Your instructions: In the part of the rows that opens with the line containing "Return one point per instance of the forest" and runs through the end of the rows, can you change "brown rock" to "gray boulder" and repeat those lines with nothing else altered? Leave the pictures out of your answer.
[START]
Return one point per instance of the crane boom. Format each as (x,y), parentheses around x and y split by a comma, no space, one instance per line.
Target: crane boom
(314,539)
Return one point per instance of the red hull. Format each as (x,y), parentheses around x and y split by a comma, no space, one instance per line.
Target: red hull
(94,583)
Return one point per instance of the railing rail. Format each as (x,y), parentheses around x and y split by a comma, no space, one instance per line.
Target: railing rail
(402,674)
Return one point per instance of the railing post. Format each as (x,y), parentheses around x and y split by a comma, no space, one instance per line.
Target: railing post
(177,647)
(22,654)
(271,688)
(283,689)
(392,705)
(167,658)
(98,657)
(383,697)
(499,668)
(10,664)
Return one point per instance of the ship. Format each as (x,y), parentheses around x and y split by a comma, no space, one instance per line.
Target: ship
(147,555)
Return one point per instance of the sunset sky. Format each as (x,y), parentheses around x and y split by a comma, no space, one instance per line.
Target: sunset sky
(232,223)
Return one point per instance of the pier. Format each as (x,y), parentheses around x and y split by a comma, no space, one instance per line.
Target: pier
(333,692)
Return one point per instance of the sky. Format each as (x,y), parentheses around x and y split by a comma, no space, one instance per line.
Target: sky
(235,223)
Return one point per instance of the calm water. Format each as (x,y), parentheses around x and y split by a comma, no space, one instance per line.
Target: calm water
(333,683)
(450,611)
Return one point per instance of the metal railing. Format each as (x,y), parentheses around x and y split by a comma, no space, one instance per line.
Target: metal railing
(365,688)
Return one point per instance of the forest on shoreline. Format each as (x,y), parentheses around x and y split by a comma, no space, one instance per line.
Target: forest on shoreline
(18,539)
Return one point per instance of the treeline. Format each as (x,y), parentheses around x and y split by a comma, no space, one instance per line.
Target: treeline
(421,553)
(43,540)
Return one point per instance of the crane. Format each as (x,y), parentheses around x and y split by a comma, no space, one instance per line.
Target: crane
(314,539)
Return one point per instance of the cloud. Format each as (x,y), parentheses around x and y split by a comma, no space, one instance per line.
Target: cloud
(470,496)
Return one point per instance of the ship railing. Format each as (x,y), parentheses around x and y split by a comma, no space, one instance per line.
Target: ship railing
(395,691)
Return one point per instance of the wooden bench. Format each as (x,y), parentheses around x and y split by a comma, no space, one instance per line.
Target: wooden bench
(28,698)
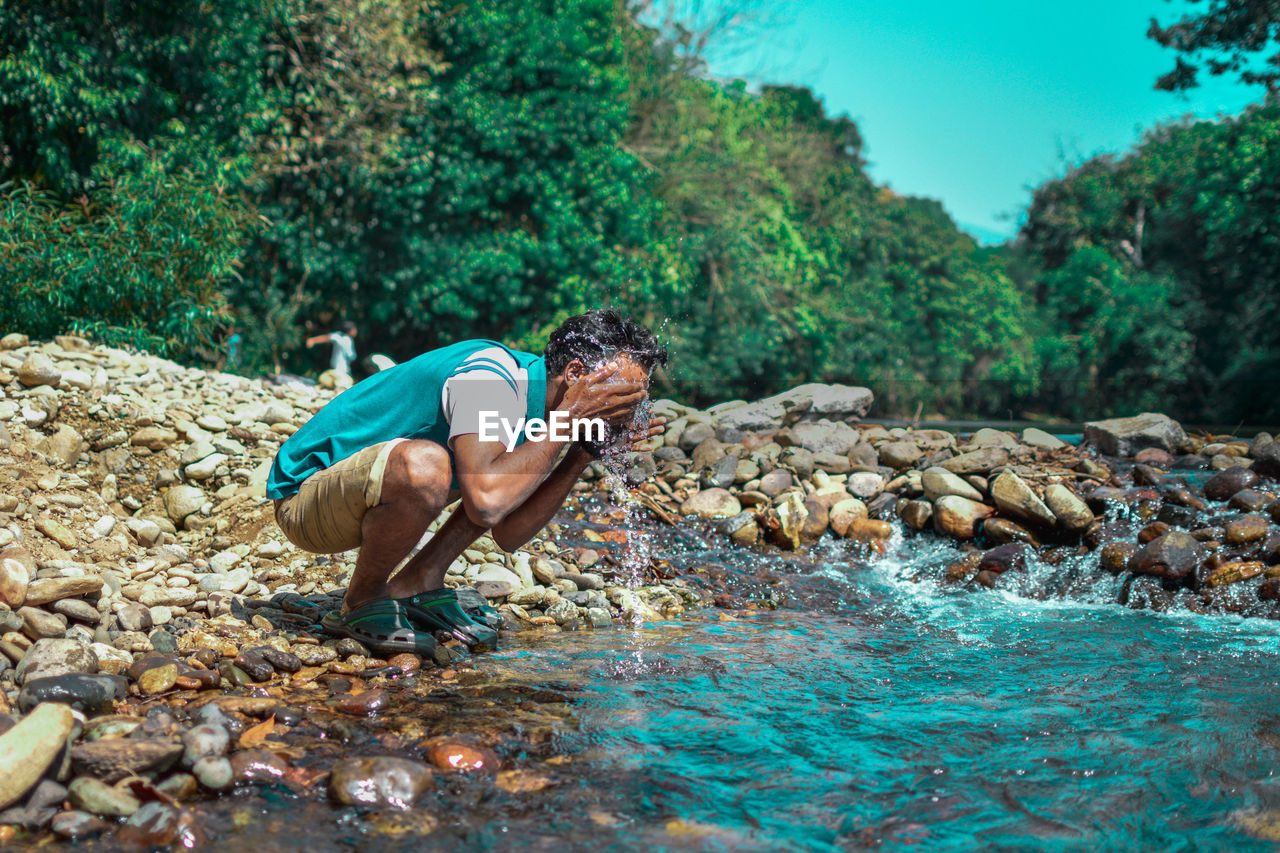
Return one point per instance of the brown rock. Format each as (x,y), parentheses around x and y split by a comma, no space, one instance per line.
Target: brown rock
(1115,556)
(13,583)
(56,530)
(50,589)
(1224,484)
(958,516)
(776,482)
(1234,573)
(917,514)
(1174,556)
(900,454)
(712,503)
(1247,528)
(1152,532)
(816,520)
(1002,559)
(114,760)
(158,679)
(455,756)
(1127,436)
(1011,495)
(1002,532)
(1073,514)
(364,703)
(868,530)
(1156,456)
(379,781)
(978,461)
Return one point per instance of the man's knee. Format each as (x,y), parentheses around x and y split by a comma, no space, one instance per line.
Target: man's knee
[END]
Output of the exercise:
Return one point per instance of the forest on shoreline. Format each as (x,y), parentheses around x and y split by a comma, no space, one instance per line.
Target: forest on shoreline
(18,539)
Return one point per instance of the treeline. Format each as (x,y), parentheses around x and y split by a comma, no space, one instance per line.
Target: treeline
(421,553)
(43,540)
Return one point per instance of the crane. Format each as (x,y), parentheses around x and y split by a comma, no space, one instance per line.
Target: crane
(314,539)
Return one point per instance of the cloud. Format each as (x,y), parentheses around x and y split by a comma, no space, one instance per line.
Target: cloud
(470,496)
Return one point per instance of the ship railing. Format each as (x,y), parentheses around x and y split by a comma, no space, one instance per line.
Target: ship railing
(395,691)
Return one point per instance of the wooden bench. Format each as (x,y), parentheses around x and y split by a comma, no space, one instance per line.
Target: wooden bench
(28,698)
Return one point per instance of the gray boulder. Format each as (x,y), parentheses around x and y split by a comma, no space, one instance per line.
Target: gray boulder
(1115,556)
(13,583)
(56,530)
(50,589)
(1224,484)
(958,516)
(776,482)
(1234,573)
(917,514)
(1174,556)
(900,454)
(712,503)
(1247,528)
(1152,532)
(816,520)
(1002,559)
(114,760)
(158,679)
(455,756)
(1127,436)
(1011,495)
(1002,532)
(1073,514)
(364,703)
(868,530)
(1156,456)
(379,781)
(978,461)
Return one point per instance of the man's knee. Format each as (x,y), parentheses around x and y split by a comma, no space, one instance per line.
Target: man's knee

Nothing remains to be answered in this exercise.